— Short exercise A —
In the Twitter passage, swap "venture funds" for "investor capital" and give the text again, beginning at the words "Facebook, the popular" and stopping after "of $250 million.".
— Short exercise B —
Does each of these statements agree with the Twitter passage? For each one, answer yes or no and quote the deciding words. (i) Facebook succeeded in buying Twitter. (ii) Twitter is living on money from investors. (iii) Twitter has already begun implementing its revenue opportunities.

— Text section —
** START **

Facebook, the popular social networking site, tried and failed to buy Twitter for a deal some valued at a half-billion dollars. Like Facebook, Twitter has yet to make a penny for its founders. It’s living on money from investors. According to the website Techcrunch, a recent infusion of more than $20 million in venture funds would mean that Twitter has, in theory, a value of $250 million.

But that’s only if a way to make it pay for itself can be found. “We plan to build Twitter, Inc into a successful, revenue-generating company,” the company website says. “Twitter has many appealing opportunities for generating revenue but we are holding off on implementation for now because we don’t want to distract ourselves from the more important work at hand, which is to create a compelling service and great user experience for millions of people around the world.”

** END **

— Material supplied —
** START **

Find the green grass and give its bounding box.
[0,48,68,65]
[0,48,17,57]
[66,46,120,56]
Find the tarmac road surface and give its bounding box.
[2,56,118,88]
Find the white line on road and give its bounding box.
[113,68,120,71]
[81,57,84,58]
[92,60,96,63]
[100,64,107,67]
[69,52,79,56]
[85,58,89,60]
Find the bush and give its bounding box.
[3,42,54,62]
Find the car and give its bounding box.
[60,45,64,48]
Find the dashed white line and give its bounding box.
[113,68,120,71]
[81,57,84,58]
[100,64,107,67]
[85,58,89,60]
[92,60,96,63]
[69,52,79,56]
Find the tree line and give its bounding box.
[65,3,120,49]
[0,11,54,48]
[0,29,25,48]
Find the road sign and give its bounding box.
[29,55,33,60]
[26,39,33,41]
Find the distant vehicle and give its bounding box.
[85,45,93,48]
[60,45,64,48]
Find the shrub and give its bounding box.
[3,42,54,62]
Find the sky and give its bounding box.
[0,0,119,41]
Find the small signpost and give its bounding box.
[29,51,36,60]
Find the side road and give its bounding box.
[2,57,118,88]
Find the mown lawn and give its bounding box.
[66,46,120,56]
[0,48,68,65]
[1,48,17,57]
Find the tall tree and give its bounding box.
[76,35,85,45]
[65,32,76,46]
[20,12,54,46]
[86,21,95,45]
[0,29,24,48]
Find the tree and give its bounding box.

** END **

— Full answer A —
Facebook, the popular social networking site, tried and failed to buy Twitter for a deal some valued at a half-billion dollars. Like Facebook, Twitter has yet to make a penny for its founders. It’s living on money from investors. According to the website Techcrunch, a recent infusion of more than $20 million in investor capital would mean that Twitter has, in theory, a value of $250 million.

— Full answer B —
(i) No: "tried and failed to buy Twitter"
(ii) Yes: "It’s living on money from investors."
(iii) No: "we are holding off on implementation for now"